Two Black Muslim men have sued Alaska Airlines for discrimination after they said the airline removed them from a flight following a fellow passenger’s complaint over text messages in Arabic and would not allow them to travel together on rebooked flights.
Attorneys with the Washington state chapter of the Council on American-Islamic Relations, which first publicized the incident in December 2020, filed the suit in federal court on Aug. 2. The group said in a statement that the lawsuit claims a federal and state violation of the men’s civil rights as paying passengers on the flight.
The situation unfolded on Feb. 17, 2020, when Abobakkr Dirar and Mohamed Elamin, both U.S. citizens born in Sudan, were in first class waiting to fly from Seattle to San Francisco. The men, colleagues in a medical transport business, were planning to buy work vehicles and drive them back to Washington state, where they both lived.
As they waited to take off, the complaint says, they had conversations in Arabic, and Dirar, now 62, messaged a friend in a conversation that included emoji and Arabic text. A passenger who sat next to Dirar was alarmed by the texts, grabbed his bag and told the flight attendant he was not going to stay on the plane.
Calling the passenger’s complaint “unsubstantiated and disproven,” the lawsuit says airline employees chose to “self-servingly discriminate against (the men) based upon their perceived religion, race, color, ethnicity, alienage and national origin by using Plaintiffs as scapegoats in an admittedly unjustified and unnecessary display of security theater.”

Exercise 1 → Shorten the paragraph of the Alaska Airlines lawsuit article that begins "The situation unfolded on Feb. 17, 2020" into a brief bulleted list that keeps its main facts.
Exercise 2 → According to the Alaska Airlines lawsuit article, on what date was the suit filed in federal court?
Exercise 3 → Carry on the Alaska Airlines lawsuit article from its last paragraph.
The items that follow have no connection to the article.

Listed records →
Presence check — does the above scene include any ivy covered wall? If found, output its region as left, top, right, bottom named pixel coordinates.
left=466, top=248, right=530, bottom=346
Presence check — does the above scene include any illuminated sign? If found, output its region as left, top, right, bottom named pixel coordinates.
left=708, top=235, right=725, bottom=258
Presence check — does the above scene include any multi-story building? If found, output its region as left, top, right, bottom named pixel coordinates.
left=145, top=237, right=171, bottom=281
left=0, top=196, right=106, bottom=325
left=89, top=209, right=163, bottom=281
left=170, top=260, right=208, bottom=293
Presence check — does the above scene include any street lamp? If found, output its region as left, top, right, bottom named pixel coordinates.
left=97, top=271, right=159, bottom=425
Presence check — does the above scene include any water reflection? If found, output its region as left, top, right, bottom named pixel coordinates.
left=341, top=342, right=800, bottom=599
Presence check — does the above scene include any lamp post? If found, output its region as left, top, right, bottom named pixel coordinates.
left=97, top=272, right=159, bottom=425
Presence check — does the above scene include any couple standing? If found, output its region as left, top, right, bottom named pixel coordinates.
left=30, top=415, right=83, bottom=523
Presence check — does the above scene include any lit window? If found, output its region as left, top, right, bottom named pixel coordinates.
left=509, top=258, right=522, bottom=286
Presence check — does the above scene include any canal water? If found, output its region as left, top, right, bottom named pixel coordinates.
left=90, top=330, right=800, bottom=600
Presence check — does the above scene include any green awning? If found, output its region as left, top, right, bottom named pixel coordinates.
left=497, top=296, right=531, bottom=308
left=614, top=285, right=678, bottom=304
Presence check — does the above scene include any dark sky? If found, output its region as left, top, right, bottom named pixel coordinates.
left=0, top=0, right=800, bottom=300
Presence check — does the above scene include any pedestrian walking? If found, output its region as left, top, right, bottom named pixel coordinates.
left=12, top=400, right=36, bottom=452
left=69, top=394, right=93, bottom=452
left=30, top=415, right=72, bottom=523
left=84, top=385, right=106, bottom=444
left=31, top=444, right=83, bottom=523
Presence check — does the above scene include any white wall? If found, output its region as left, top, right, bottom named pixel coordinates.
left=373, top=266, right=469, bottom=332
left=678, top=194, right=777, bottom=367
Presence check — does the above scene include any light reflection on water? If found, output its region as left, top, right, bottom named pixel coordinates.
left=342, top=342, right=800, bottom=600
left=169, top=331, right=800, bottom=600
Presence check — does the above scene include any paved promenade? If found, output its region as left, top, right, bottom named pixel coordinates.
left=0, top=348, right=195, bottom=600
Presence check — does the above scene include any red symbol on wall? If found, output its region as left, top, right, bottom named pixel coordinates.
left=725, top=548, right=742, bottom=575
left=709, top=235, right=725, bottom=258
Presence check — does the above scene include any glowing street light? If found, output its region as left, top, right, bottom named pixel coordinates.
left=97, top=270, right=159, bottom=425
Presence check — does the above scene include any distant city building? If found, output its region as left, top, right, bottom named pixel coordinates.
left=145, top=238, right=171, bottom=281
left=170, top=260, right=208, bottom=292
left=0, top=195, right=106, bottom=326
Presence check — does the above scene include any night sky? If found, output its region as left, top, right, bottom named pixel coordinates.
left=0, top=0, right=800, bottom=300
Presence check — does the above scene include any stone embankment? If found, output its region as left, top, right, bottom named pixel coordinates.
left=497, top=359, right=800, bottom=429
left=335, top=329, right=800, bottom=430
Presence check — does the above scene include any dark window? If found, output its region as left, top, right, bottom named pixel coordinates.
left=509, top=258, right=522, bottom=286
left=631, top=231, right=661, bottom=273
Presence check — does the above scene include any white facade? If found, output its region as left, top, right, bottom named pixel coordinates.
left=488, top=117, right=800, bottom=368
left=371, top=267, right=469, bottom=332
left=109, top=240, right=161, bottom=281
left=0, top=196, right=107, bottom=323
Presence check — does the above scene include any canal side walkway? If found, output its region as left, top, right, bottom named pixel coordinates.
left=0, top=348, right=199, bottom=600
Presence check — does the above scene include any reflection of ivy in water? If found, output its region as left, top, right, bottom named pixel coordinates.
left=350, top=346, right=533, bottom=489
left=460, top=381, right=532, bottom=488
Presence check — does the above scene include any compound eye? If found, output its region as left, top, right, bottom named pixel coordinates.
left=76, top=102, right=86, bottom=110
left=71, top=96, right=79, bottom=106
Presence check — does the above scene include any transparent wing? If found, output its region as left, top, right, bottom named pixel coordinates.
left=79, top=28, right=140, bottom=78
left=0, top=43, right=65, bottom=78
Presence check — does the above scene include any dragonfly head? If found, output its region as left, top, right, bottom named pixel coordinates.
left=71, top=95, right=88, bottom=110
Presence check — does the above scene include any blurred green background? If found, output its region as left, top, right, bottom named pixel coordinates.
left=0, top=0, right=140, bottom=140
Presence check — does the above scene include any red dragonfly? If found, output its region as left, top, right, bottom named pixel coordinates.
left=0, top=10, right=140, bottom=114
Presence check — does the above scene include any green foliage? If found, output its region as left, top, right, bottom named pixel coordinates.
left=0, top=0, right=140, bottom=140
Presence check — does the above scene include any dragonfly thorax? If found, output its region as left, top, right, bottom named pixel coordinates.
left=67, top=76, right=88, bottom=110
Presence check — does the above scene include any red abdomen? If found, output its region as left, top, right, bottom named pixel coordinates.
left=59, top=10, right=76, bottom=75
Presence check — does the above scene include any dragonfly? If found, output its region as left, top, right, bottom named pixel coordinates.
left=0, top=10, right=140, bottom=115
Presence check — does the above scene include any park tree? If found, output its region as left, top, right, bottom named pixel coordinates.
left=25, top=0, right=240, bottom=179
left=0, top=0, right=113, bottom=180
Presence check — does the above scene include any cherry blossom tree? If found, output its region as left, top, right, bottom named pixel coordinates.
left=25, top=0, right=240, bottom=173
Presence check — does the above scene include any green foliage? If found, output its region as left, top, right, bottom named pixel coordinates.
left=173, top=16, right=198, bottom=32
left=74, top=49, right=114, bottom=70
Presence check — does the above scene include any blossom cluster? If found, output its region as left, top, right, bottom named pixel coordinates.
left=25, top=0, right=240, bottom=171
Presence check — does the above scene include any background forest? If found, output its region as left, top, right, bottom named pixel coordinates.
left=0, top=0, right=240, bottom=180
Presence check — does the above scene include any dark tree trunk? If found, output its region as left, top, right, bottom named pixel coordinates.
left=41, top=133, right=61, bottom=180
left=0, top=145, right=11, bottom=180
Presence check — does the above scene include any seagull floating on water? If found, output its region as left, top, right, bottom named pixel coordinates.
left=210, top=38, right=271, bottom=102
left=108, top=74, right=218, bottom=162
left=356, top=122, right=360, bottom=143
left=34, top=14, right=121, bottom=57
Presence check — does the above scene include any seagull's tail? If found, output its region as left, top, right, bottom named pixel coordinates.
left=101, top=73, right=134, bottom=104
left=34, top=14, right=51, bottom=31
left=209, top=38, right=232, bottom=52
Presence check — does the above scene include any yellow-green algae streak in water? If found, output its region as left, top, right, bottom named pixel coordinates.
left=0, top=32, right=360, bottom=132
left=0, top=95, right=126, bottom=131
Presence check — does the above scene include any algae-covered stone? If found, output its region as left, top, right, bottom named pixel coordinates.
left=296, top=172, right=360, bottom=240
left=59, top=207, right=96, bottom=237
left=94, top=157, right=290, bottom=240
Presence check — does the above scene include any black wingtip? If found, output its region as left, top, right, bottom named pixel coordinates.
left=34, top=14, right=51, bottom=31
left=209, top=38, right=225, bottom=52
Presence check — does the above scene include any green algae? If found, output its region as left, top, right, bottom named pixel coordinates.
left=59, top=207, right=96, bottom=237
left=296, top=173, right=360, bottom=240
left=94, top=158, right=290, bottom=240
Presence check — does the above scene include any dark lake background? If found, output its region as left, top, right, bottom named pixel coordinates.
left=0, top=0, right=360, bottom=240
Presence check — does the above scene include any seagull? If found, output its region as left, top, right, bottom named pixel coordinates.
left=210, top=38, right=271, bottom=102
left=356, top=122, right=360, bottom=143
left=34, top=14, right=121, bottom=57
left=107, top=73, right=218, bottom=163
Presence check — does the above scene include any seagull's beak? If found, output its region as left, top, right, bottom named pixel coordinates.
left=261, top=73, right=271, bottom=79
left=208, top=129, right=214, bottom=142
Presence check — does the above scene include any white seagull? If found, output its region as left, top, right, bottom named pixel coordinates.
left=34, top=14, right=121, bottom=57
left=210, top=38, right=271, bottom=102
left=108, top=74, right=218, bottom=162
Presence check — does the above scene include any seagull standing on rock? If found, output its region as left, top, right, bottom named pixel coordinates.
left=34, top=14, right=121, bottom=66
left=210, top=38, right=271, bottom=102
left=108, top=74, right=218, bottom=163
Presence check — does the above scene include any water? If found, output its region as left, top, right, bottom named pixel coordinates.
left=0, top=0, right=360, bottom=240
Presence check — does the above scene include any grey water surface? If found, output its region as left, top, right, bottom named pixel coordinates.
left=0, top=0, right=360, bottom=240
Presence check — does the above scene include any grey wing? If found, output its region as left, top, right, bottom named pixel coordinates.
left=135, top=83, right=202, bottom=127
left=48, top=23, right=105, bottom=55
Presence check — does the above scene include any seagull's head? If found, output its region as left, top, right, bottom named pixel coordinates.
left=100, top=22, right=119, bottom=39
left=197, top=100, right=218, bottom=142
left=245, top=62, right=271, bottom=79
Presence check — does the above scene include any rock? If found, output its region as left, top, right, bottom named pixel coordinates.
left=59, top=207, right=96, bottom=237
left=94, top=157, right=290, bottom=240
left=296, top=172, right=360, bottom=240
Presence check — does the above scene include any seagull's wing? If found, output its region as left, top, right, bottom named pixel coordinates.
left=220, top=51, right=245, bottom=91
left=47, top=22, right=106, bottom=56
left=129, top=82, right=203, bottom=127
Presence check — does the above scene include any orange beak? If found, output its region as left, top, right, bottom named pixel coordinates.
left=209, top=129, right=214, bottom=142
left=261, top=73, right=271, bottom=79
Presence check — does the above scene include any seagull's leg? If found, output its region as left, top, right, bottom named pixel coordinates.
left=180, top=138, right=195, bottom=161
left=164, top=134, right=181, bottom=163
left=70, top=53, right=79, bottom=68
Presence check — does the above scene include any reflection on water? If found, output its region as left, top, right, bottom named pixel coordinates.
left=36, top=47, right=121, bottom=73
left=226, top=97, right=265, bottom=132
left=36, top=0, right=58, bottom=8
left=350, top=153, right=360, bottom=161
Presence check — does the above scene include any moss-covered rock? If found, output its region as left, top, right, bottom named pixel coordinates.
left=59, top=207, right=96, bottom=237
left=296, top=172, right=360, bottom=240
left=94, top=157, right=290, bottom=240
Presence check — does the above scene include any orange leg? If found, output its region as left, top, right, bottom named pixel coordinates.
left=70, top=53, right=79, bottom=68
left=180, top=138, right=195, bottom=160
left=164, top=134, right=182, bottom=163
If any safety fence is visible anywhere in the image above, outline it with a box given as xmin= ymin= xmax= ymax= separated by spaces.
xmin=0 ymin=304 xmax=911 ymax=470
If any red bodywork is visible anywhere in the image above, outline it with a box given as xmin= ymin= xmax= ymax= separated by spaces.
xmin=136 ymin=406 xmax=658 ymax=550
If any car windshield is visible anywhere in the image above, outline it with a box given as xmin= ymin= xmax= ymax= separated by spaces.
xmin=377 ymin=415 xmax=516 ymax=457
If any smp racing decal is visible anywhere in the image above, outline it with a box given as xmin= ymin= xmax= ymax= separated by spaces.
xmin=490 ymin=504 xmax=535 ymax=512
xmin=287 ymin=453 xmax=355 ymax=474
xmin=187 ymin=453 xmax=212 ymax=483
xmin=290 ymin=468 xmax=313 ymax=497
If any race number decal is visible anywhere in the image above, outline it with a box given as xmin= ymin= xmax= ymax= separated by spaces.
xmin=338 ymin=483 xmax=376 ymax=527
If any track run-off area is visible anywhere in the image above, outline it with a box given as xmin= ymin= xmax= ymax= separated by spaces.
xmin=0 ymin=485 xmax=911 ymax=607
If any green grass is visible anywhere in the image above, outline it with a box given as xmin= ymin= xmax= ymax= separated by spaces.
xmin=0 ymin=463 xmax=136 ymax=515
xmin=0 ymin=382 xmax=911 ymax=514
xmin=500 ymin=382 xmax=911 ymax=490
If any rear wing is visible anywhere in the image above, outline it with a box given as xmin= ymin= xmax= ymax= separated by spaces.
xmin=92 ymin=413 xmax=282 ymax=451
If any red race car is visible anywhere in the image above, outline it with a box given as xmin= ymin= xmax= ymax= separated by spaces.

Result 1 →
- Date: Feb. 17, 2020
- Flight: Seattle to San Francisco, with the men seated in first class
- Passengers: Abobakkr Dirar and Mohamed Elamin, U.S. citizens born in Sudan
- Connection: colleagues in a medical transport business
- Purpose: to buy work vehicles and drive them back to Washington state, where both lived

Result 2 → Aug. 2

Result 3 →
According to the suit, an Alaska Airlines manager told Dirar and Elamin to get off the plane. Once they complied, he explained that one of them had been flagged for sending “improper” text messages. Employees humiliated them in front of fellow passengers, the suit says, forced them to undergo more security measures even after telling police the men posed no threat and would not let them fly together on rebooked flights.
Port of Seattle police said in a report that the captain ordered the lavatory tanks to be emptied after Elamin, now 47, used the bathroom, and said the airline requested a police dog to screen luggage for explosives.
Several of those measures took place even after Dirar offered his phone to the airline manager, who examined and translated the text messages in question and deemed them to be “completely innocuous,” according to the complaint.
According to the police report, part of the text chain that dated back to 2018, included the numbers “911.” The men’s attorney said that was a joke from Dirar’s friend, who said that was his wife’s phone number because her calls needed to be “answered urgently and taken seriously.” An exchange on the day of the flight included a rocket emoji in response to positive comments about photos. The police report said that emoji - which Dirar deleted - was intended to describe a picture positively as “the bomb.”
“Dirar said there was no ill will or intention,” the police report said.
The police report said a manager reported that the situation was a misunderstanding with “no threat of any kind” and that police were no longer needed. That same manager later said passengers were being taken off the plane and screened again “to show them that Alaska Airlines was concerned about their security and took the incident seriously.”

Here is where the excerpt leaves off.